• Ejercicio propuesto 1: Determina cuántas líneas del listado contienen la cadena "cabin", teniendo en cuenta mayúsculas y minúsculas, y responde solo con el número.

# # # # #

Pero los católicos intransigentes no cayeron en la trampa, pues rápidamente vieron que la “Unión Católica” se trataba de una ardid para arrastrar a las masas católicas a apoyar al Partido Liberal-Conservador de Cánovas
Recordemos que, contra lo que se suele interpretar, la Rerum Novarum acusaba al liberalismo económico de ser el causante con sus desmanes de provocar las reacciones revolucionarias en el obrerismo incipiente. Por ello, incluso algunos radicales socialistas la aplaudieron. No es de extrañar que cuarenta años después, una Encíclica de Pío XI que celebraba el aniversario del escrito de León XIII, la Quadragesimo Anno, sentenciara: “No faltaron quienes mostraron cierta inquietud [por la aparición de la Rerum Novarum] … y fuera considerada sospechosa para algunos, incluso católicos, y otros la vieran hasta peligrosa. …[pues] Audazmente atacados por ella, en efecto los errores del liberalismo se vinieron abajo”. Tampoco podemos olvidar que Pablo VI, en el 80 aniversario de la Rerum Novarum-en su Encíclica Octogesimo adveniens-, afirmara que en cuestiones sociales un católico no puede ser ”ni liberal … ni marxista”. Hoy en día parece que esta doctrina ha quedado relativizada por el tiempo, pero es precisamente su olvido, la que con el tiempo impediría una verdadera acción católica en las cuestiones sociales y el desarrollo de un obrerismo o sindicalismo verdaderamente católico. Así, el campo sindical acabaría quedando bajo el monopolio de la izquierda hasta nuestros días.
El paradigma francés
Mucho antes de la aparición de la Rerum Novarum, habían aparecido muchas iniciativas apostólicas en favor de los más desfavorecidos en la Europa fruto de la Revolución Francesa. Recordemos que, en Francia, la Ley Chapelier de 1791 había suprimido los gremios. Este tipo de legislaciones se fueron sucediendo por muchos países donde triunfaba el espíritu revolucionario. Los obreros, desposeídos de los gremios que les daban cobertura y protección, se acabaron convirtiendo en un proletariado desolado por múltiples injusticias de una voraz burguesía que se iba entronizando a lo largo del siglo XIX. En esas épocas de desamparo aparecieron figuras como el Marqués René de la Tour du Pin que, dolorido por la situación del nuevo proletariado, fundó los Círculos Católicos Obreros. Se fueron rápidamente extendiendo por Francia, llegando a tener 40.000 afiliados. Estos círculos, no tenían un carácter sindicalista, pues el concepto ni siquiera existía, sino más bien querían ser un lugar de encuentro y protección de los trabajadores más débiles que sustituyera a los desaparecidos gremios. De hecho, De la Tour du Pin, siempre creyó posible volver a restaurar el sistema gremial y la monarquía tradicional católica en Francia. Para él, la cuestión social y obrera era una parte más de una gran restauración que necesitaba Francia para enterrar definitivamente los males de la Revolución Francesa. Por desgracia, este tipo de personajes, han quedado olvidados y relegados por otras figuras.

# # # # #

• Ejercicio propuesto 2: Continúa el texto sobre la Rerum Novarum y los Círculos Católicos Obreros a partir de su última oración.

# # # # #

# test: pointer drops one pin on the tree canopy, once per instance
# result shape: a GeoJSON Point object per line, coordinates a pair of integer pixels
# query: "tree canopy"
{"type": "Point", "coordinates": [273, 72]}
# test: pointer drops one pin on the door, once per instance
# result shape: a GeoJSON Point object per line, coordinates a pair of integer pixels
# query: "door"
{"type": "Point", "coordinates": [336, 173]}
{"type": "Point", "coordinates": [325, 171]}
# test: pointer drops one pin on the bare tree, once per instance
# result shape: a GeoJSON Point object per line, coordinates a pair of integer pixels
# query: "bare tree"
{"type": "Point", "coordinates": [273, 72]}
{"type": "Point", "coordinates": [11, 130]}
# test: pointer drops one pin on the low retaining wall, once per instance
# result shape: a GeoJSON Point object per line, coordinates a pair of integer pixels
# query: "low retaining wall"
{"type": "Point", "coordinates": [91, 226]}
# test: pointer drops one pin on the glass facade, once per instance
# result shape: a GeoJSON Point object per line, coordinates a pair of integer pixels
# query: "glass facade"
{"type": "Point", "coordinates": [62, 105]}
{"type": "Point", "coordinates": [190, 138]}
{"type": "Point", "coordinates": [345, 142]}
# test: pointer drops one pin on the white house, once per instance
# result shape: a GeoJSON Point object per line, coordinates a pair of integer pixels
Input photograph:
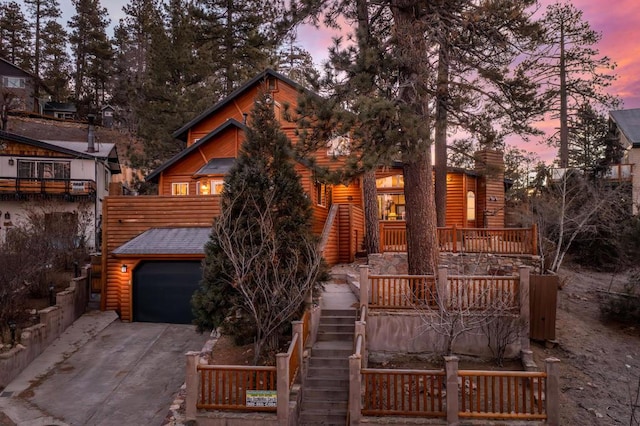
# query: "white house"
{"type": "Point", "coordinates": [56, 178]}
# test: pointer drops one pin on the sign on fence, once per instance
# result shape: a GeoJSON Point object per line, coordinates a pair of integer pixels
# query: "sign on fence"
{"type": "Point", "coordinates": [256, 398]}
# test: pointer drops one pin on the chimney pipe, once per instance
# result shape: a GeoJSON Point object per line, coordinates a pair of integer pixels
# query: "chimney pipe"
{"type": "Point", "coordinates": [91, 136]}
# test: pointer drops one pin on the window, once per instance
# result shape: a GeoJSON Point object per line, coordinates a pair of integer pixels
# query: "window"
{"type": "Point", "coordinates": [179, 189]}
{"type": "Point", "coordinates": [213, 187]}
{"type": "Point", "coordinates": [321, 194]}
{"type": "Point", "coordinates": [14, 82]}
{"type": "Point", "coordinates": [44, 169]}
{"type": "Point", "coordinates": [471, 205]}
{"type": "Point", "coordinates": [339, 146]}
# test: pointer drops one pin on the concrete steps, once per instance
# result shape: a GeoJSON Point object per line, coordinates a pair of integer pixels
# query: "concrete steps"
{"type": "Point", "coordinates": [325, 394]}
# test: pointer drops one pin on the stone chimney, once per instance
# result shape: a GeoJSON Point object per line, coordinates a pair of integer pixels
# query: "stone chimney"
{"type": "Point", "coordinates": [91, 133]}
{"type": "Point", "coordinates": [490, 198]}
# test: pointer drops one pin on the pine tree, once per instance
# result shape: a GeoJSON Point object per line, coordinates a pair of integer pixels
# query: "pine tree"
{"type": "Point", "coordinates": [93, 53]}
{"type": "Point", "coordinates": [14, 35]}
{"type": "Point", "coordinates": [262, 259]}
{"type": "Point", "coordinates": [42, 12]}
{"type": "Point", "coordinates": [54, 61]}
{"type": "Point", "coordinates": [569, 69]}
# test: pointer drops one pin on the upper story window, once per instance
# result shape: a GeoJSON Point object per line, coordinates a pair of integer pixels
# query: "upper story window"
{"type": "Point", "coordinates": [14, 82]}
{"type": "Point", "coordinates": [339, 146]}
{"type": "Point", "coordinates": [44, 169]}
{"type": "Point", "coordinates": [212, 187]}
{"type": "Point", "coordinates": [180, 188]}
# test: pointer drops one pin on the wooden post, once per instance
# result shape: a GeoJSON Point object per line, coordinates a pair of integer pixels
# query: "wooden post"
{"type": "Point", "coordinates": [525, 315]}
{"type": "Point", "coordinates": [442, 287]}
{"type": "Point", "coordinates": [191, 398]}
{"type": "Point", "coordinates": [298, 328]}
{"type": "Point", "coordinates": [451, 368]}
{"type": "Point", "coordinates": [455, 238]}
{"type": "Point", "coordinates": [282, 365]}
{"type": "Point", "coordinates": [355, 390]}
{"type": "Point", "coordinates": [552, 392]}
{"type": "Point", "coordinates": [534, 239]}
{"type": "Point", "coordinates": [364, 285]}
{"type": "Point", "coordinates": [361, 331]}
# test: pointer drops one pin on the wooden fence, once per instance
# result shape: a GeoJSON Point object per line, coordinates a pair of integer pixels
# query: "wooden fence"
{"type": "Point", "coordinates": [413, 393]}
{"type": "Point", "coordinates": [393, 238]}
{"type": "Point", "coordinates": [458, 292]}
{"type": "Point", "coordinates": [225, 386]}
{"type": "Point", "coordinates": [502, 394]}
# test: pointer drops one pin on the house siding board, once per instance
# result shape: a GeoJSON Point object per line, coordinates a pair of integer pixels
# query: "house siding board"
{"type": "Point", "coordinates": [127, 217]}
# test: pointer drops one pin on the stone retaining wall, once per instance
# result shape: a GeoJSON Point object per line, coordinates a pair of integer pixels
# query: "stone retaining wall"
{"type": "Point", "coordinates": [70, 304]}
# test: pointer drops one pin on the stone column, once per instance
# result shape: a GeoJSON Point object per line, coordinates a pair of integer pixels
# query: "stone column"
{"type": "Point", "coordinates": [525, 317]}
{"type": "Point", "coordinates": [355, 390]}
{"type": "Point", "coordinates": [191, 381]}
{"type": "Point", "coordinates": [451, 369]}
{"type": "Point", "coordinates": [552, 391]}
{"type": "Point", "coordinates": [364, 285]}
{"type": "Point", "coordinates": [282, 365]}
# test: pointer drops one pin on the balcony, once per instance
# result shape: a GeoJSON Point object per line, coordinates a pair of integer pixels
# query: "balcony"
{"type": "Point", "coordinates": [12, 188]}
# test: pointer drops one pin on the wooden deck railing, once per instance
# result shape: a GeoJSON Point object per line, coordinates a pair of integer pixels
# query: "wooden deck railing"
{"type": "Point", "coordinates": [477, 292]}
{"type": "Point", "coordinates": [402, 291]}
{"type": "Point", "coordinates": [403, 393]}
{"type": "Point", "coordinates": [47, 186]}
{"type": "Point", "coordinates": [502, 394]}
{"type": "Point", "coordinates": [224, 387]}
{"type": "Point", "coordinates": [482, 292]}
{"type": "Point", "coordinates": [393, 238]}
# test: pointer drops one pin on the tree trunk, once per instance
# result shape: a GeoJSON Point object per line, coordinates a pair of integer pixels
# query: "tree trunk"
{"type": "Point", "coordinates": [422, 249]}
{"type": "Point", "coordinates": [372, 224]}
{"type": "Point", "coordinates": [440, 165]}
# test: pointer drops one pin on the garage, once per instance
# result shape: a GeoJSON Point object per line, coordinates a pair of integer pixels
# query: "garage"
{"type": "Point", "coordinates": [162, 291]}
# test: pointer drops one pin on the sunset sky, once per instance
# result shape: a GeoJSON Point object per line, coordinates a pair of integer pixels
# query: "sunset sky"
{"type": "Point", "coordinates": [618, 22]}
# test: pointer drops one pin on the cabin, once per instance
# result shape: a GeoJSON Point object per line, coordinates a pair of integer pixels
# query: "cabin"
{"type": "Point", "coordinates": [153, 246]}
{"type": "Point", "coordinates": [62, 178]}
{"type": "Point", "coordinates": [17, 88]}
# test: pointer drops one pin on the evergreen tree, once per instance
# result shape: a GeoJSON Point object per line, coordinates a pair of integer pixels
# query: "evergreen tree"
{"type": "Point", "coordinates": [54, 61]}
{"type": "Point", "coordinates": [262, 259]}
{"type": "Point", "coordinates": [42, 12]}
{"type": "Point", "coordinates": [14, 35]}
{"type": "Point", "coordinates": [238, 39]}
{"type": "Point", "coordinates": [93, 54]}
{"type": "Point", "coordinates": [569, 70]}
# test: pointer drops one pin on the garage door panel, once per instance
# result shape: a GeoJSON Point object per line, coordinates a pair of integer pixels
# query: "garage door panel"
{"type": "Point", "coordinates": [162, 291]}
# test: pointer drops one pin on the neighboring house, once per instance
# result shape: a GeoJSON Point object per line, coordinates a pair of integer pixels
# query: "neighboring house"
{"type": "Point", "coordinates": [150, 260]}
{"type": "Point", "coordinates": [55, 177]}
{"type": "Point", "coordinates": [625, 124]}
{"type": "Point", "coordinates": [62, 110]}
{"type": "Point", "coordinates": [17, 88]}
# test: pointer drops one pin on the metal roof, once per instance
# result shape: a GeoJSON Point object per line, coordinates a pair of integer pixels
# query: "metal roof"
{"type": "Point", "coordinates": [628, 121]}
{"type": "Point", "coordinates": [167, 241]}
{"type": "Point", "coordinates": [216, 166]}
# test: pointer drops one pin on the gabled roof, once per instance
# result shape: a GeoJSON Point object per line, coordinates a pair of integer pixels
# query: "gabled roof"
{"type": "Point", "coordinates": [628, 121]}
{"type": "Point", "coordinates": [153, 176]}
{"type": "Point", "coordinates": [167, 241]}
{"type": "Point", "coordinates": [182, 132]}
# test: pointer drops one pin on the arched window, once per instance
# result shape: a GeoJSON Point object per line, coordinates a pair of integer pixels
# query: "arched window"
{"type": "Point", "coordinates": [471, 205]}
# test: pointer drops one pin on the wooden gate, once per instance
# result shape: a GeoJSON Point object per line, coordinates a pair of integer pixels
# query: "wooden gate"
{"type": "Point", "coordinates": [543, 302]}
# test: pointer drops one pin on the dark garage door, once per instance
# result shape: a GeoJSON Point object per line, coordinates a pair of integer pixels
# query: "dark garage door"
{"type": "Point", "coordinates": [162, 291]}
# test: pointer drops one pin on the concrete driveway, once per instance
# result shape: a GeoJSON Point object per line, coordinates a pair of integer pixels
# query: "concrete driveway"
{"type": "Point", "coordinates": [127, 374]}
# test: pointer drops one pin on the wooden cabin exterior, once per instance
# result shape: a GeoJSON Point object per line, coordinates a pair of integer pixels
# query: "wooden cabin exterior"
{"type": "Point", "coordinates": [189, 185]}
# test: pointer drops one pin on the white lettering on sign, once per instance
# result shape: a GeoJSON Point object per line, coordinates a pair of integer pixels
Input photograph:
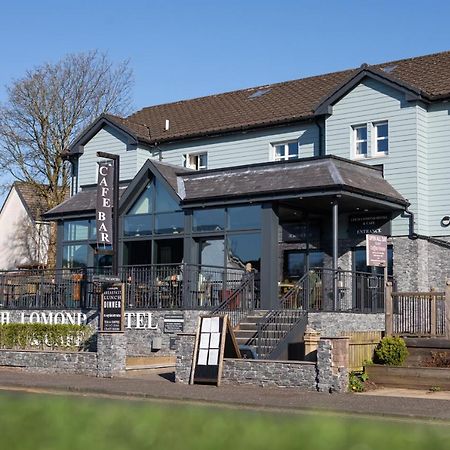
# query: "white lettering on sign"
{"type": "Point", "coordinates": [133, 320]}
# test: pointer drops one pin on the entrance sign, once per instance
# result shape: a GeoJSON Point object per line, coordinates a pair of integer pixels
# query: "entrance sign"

# # # # #

• Resultado del ejercicio 1: 4

• Resultado del ejercicio 2:
Entre ellas cabe destacar, Frédéric Ozanam (1813-1853, actualmente beatificado) que fundó las famosas Conferencias de San Vicente Paúl. Realizó algún conato de organización política para luchar por la “justicia social” pero se frustró por el golpe de estado de Luis Napoleón en 1851. Fue el llamado Partido de la Confianza, en el que estaban implicados católicos menos piadosos y liberales que ya aceptaban los principios de la Revolución francesa (siempre que no se llegara nuevamente a los excesos de El Terror). Entre ellos estaban Lacordaire, Montalembert y Tocqueville que ya habían aceptado la II República Francesa (1848-1852). Se puede decir que Ozanam es el primero que utilizó el concepto de “democracia cristiana”, aunque en un sentido muy diferente del actual. En esa época “democracia” era sinónimo de “revolucionario y anticlerical” y él quería expresar la posibilidad de evangelizar a esas incipientes masas de obreros que se estaban macerando en el caldo de cultivo del odio a la Iglesia.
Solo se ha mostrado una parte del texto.